::: EXTRACTED RECORDS :::

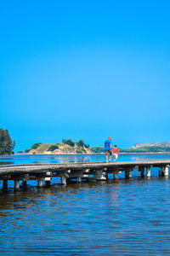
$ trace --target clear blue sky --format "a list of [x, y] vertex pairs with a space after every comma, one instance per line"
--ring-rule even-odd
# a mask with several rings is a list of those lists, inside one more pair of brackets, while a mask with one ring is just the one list
[[170, 141], [170, 2], [0, 3], [0, 127], [15, 151]]

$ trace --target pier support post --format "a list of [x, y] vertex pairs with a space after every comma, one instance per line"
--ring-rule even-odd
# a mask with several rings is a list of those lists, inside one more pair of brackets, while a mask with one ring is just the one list
[[50, 187], [50, 181], [51, 181], [51, 177], [45, 177], [45, 186], [49, 188]]
[[46, 186], [47, 188], [49, 188], [49, 187], [50, 187], [50, 180], [46, 180], [46, 181], [45, 181], [45, 186]]
[[169, 176], [169, 166], [165, 166], [165, 177], [168, 177]]
[[6, 191], [8, 189], [8, 179], [7, 178], [4, 178], [3, 180], [3, 191]]
[[27, 184], [26, 184], [26, 180], [22, 181], [22, 189], [26, 189]]
[[42, 181], [42, 179], [38, 179], [37, 180], [37, 187], [38, 188], [42, 188], [43, 187], [43, 181]]
[[125, 171], [125, 177], [126, 178], [132, 177], [132, 171]]
[[150, 166], [146, 167], [146, 177], [150, 177]]
[[66, 185], [66, 177], [61, 177], [61, 184], [64, 186]]
[[103, 170], [97, 170], [94, 174], [94, 178], [96, 180], [106, 180], [106, 177], [104, 177]]
[[161, 176], [164, 177], [164, 175], [165, 175], [165, 167], [162, 167]]
[[140, 166], [139, 170], [140, 170], [140, 172], [141, 172], [141, 177], [144, 177], [144, 166]]
[[20, 181], [18, 179], [14, 180], [14, 190], [17, 190], [20, 189]]

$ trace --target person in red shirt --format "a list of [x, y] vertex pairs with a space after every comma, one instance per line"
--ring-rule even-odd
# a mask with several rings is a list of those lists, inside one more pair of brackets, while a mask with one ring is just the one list
[[113, 148], [113, 155], [115, 158], [114, 162], [116, 162], [118, 154], [119, 154], [119, 149], [118, 149], [116, 144], [115, 144], [115, 148]]

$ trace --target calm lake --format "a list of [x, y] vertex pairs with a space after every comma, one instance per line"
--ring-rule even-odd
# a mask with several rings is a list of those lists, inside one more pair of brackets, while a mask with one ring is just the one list
[[[170, 154], [121, 155], [120, 161]], [[104, 161], [104, 155], [2, 156], [0, 165]], [[170, 254], [170, 178], [82, 182], [0, 192], [0, 255]], [[10, 182], [9, 182], [10, 183]], [[12, 181], [11, 181], [12, 183]], [[2, 183], [1, 183], [2, 184]], [[0, 184], [0, 188], [1, 188]], [[10, 188], [10, 184], [9, 184]]]

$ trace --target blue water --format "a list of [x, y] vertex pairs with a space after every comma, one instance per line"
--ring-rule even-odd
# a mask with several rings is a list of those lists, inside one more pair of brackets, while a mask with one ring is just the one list
[[[119, 161], [143, 161], [154, 160], [169, 160], [170, 154], [120, 154]], [[113, 158], [112, 158], [113, 160]], [[0, 165], [13, 164], [48, 164], [66, 162], [99, 162], [105, 161], [105, 154], [33, 154], [0, 156]]]
[[[169, 155], [122, 155], [120, 160]], [[93, 156], [12, 156], [0, 162], [101, 161]], [[108, 182], [30, 186], [0, 194], [0, 255], [168, 255], [170, 179], [151, 172]]]

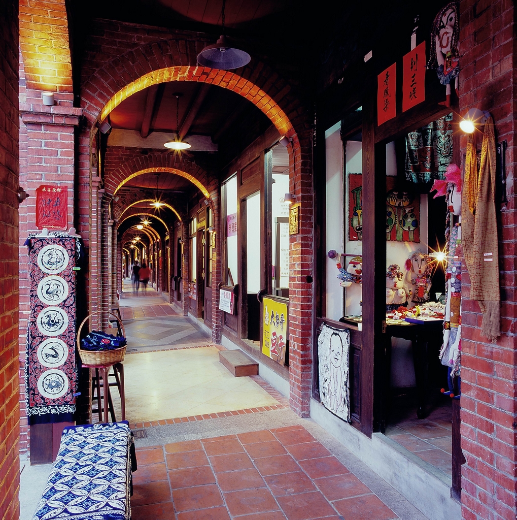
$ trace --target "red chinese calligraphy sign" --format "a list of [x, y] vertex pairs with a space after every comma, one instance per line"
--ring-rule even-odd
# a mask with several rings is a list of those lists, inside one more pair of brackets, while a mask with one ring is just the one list
[[66, 229], [68, 224], [68, 188], [42, 185], [36, 188], [36, 227], [38, 229]]
[[426, 42], [402, 58], [402, 111], [426, 99]]
[[397, 115], [395, 103], [396, 63], [377, 76], [377, 125], [380, 126]]

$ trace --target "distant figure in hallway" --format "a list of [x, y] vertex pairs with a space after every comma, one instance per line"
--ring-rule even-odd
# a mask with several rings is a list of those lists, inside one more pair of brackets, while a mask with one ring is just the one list
[[140, 287], [140, 269], [138, 261], [135, 260], [131, 270], [131, 280], [132, 281], [133, 290], [136, 290], [137, 292], [138, 292], [138, 288]]
[[138, 271], [140, 281], [143, 284], [143, 290], [147, 289], [147, 284], [151, 278], [151, 269], [145, 265], [145, 262], [142, 262], [142, 267]]

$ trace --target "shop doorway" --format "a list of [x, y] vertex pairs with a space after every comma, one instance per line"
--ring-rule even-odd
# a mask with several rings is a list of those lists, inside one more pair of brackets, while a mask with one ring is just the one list
[[260, 305], [257, 294], [263, 287], [264, 248], [261, 223], [261, 193], [241, 200], [241, 270], [243, 305], [241, 337], [258, 342]]

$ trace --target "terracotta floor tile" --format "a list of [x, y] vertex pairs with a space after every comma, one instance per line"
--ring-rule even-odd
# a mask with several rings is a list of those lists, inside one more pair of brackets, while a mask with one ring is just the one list
[[264, 477], [264, 480], [275, 497], [317, 491], [312, 481], [303, 471]]
[[296, 460], [316, 459], [332, 454], [325, 446], [317, 441], [293, 444], [286, 447], [287, 451]]
[[240, 435], [237, 436], [243, 444], [251, 444], [253, 443], [263, 443], [266, 440], [275, 440], [273, 434], [267, 430], [263, 430], [260, 432], [241, 433]]
[[277, 500], [289, 520], [313, 520], [336, 514], [319, 491], [279, 497]]
[[285, 515], [282, 511], [269, 511], [267, 513], [244, 515], [239, 516], [238, 520], [285, 520]]
[[449, 430], [442, 428], [438, 424], [428, 422], [404, 426], [403, 429], [408, 433], [412, 433], [415, 437], [424, 440], [435, 437], [447, 437], [450, 435], [450, 432]]
[[275, 436], [284, 446], [301, 443], [313, 442], [316, 439], [304, 428], [294, 430], [288, 432], [277, 432]]
[[426, 443], [422, 439], [419, 439], [410, 433], [404, 433], [400, 435], [392, 435], [390, 437], [406, 450], [412, 452], [421, 451], [422, 450], [430, 450], [433, 446]]
[[217, 475], [217, 484], [222, 491], [266, 487], [262, 477], [254, 468], [219, 473]]
[[192, 509], [206, 509], [222, 505], [222, 497], [215, 484], [183, 488], [173, 491], [174, 506], [177, 511]]
[[165, 461], [163, 458], [163, 448], [161, 446], [144, 450], [140, 450], [137, 448], [136, 454], [139, 467], [146, 464], [156, 464], [157, 462]]
[[169, 478], [173, 489], [216, 483], [216, 477], [209, 466], [173, 470], [169, 472]]
[[268, 440], [265, 443], [247, 444], [246, 451], [252, 459], [260, 459], [275, 455], [286, 455], [287, 452], [277, 440]]
[[169, 470], [208, 465], [208, 458], [202, 450], [167, 453], [165, 460], [167, 461], [167, 467]]
[[194, 451], [202, 450], [201, 440], [183, 440], [180, 443], [172, 443], [165, 445], [165, 453], [175, 453], [180, 451]]
[[236, 438], [210, 443], [204, 440], [203, 444], [208, 455], [226, 455], [228, 453], [243, 453], [244, 451]]
[[422, 460], [429, 462], [435, 467], [450, 475], [452, 473], [452, 457], [449, 453], [438, 448], [425, 451], [417, 451], [415, 453]]
[[331, 501], [372, 492], [352, 473], [324, 477], [316, 479], [314, 482], [326, 498]]
[[133, 483], [135, 484], [166, 480], [167, 467], [163, 462], [139, 466], [138, 469], [133, 473]]
[[300, 466], [290, 455], [279, 455], [257, 459], [255, 463], [257, 469], [263, 476], [300, 471]]
[[220, 440], [236, 440], [236, 435], [221, 435], [220, 437], [210, 437], [207, 439], [202, 439], [201, 442], [204, 444], [205, 443], [218, 443]]
[[230, 453], [209, 458], [210, 462], [216, 473], [225, 471], [235, 471], [253, 467], [253, 463], [247, 453]]
[[399, 517], [375, 495], [346, 498], [334, 502], [344, 520], [392, 520]]
[[131, 497], [132, 505], [158, 504], [170, 502], [170, 488], [167, 480], [142, 482], [133, 486], [133, 496]]
[[305, 430], [305, 428], [300, 424], [295, 424], [294, 426], [285, 426], [283, 428], [274, 428], [270, 431], [276, 435], [280, 432], [291, 432], [294, 430]]
[[[174, 516], [171, 516], [171, 520], [174, 518]], [[178, 520], [230, 520], [230, 518], [226, 508], [222, 506], [179, 513]]]
[[279, 511], [275, 499], [266, 488], [225, 493], [224, 500], [232, 516], [251, 513]]
[[174, 518], [174, 506], [172, 502], [146, 505], [134, 505], [131, 499], [131, 520], [171, 520]]
[[350, 473], [335, 457], [326, 457], [319, 459], [310, 459], [300, 461], [300, 465], [311, 478], [332, 475], [344, 475]]

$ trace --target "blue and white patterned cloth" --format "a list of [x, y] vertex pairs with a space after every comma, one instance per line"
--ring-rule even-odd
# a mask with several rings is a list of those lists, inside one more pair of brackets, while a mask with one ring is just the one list
[[129, 520], [136, 466], [127, 421], [65, 428], [33, 520]]

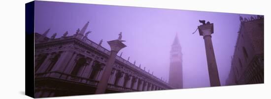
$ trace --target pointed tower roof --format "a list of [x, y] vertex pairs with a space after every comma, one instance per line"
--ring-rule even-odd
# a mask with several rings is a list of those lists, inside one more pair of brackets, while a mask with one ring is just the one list
[[85, 32], [86, 32], [86, 30], [87, 30], [87, 28], [88, 28], [88, 26], [89, 25], [89, 22], [88, 21], [88, 22], [84, 26], [83, 28], [81, 30], [81, 31], [79, 32], [79, 34], [81, 34], [84, 35], [84, 33], [85, 33]]
[[48, 33], [49, 33], [49, 31], [50, 31], [50, 30], [51, 29], [48, 29], [48, 30], [46, 30], [46, 31], [45, 31], [45, 32], [44, 32], [43, 34], [42, 34], [42, 35], [44, 36], [46, 36], [47, 35], [47, 34]]
[[173, 41], [173, 43], [172, 45], [180, 45], [180, 42], [179, 42], [179, 38], [178, 38], [178, 34], [176, 33], [176, 35], [175, 35], [175, 38], [174, 39], [174, 41]]

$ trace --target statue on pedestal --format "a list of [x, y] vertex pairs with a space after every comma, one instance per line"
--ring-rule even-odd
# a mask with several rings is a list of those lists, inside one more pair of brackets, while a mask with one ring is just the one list
[[66, 37], [68, 34], [68, 31], [66, 31], [64, 34], [63, 34], [63, 37]]
[[86, 34], [85, 34], [85, 36], [88, 36], [88, 35], [89, 34], [89, 33], [91, 33], [91, 31], [88, 31], [88, 32], [87, 32], [86, 33]]
[[51, 36], [51, 38], [53, 39], [55, 39], [55, 38], [56, 37], [56, 36], [57, 36], [57, 33], [55, 33], [53, 34], [53, 35]]
[[76, 34], [79, 33], [79, 32], [80, 32], [80, 29], [78, 28], [77, 30], [76, 30]]
[[121, 32], [119, 34], [119, 38], [118, 38], [119, 40], [121, 41], [121, 38], [122, 38], [122, 35], [121, 34]]
[[101, 45], [102, 45], [102, 39], [100, 41], [100, 42], [99, 42], [99, 45], [101, 46]]

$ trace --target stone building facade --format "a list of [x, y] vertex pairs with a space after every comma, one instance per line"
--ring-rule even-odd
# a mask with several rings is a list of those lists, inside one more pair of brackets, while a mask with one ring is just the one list
[[226, 85], [264, 83], [264, 17], [241, 24]]
[[176, 34], [170, 51], [169, 85], [176, 89], [183, 88], [182, 48]]
[[[35, 97], [95, 94], [110, 51], [87, 38], [88, 22], [73, 35], [35, 33]], [[168, 83], [117, 56], [105, 93], [173, 89]]]

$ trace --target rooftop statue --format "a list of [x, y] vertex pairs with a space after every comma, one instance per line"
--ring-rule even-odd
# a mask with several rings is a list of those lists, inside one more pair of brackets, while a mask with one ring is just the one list
[[102, 39], [99, 42], [99, 45], [102, 45]]
[[53, 34], [53, 35], [51, 36], [51, 38], [55, 39], [55, 38], [56, 37], [56, 36], [57, 36], [57, 33], [55, 33]]
[[85, 34], [85, 36], [88, 36], [88, 35], [89, 33], [91, 33], [91, 31], [88, 31], [88, 32], [87, 32], [87, 33], [86, 33], [86, 34]]
[[121, 41], [121, 38], [122, 38], [122, 35], [121, 34], [121, 32], [119, 34], [119, 38], [118, 38], [119, 40]]
[[67, 36], [68, 34], [68, 31], [67, 31], [66, 32], [65, 32], [65, 33], [64, 33], [64, 34], [63, 34], [63, 37]]
[[240, 20], [240, 22], [243, 22], [243, 17], [242, 17], [241, 16], [239, 15], [239, 19]]
[[77, 30], [76, 30], [76, 34], [78, 34], [79, 33], [79, 32], [80, 32], [80, 29], [78, 28], [77, 29]]

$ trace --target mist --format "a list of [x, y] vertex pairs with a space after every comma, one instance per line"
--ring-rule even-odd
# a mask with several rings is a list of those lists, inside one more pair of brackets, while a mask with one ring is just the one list
[[178, 37], [183, 54], [184, 88], [209, 87], [204, 40], [198, 31], [199, 20], [214, 24], [212, 40], [221, 85], [225, 85], [233, 55], [239, 16], [253, 15], [127, 7], [56, 2], [35, 1], [35, 32], [43, 33], [51, 29], [47, 37], [56, 33], [60, 37], [66, 31], [75, 33], [88, 22], [87, 31], [92, 32], [88, 38], [110, 50], [106, 41], [122, 39], [127, 47], [122, 57], [141, 68], [169, 81], [169, 52], [175, 35]]

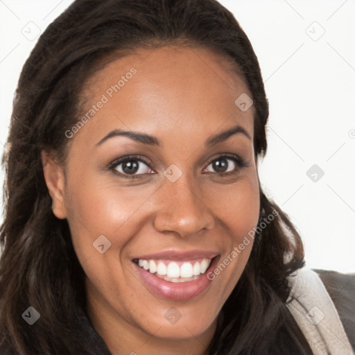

:::

» WRITTEN TASK: Pull out, verbatim, the stretch from the start of the material through the line containing "[[170, 141], [170, 2], [0, 3], [0, 127], [15, 151]]", leaving out any pictures.

» RESULT:
$ trace --target clear blue sky --format "a list of [x, y] vertex pairs with a space after every comma, one instance per line"
--ring-rule even-odd
# a mask with several rings is a list of those lists, inside one more pair of brackets, while a mask with one ring is just the one list
[[170, 141], [170, 2], [0, 3], [0, 127], [15, 151]]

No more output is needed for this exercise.